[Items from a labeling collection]
* * *
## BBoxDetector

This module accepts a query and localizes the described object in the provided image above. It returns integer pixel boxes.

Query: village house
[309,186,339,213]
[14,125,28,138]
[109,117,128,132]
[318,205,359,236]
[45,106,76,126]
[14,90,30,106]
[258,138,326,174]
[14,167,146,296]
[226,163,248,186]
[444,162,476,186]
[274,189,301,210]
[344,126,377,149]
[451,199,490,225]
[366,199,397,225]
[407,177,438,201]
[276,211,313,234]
* * *
▶ _THE EXERCISE_
Reproduce every line of the data above, request text included, but shift each bounding-box coordinate in the answers up by 148.

▶ _IN RESPONSE_
## BBoxDetector

This module accepts a query and localizes the described object in the provided image above. It returns integer pixel boxes.

Query: village house
[457,334,487,361]
[162,273,176,286]
[257,265,276,280]
[466,353,507,384]
[193,254,224,274]
[162,238,178,254]
[406,286,474,322]
[162,315,294,444]
[374,311,396,334]
[592,310,624,334]
[422,337,449,358]
[492,274,525,297]
[599,347,638,373]
[514,347,545,373]
[555,325,586,349]
[424,359,461,382]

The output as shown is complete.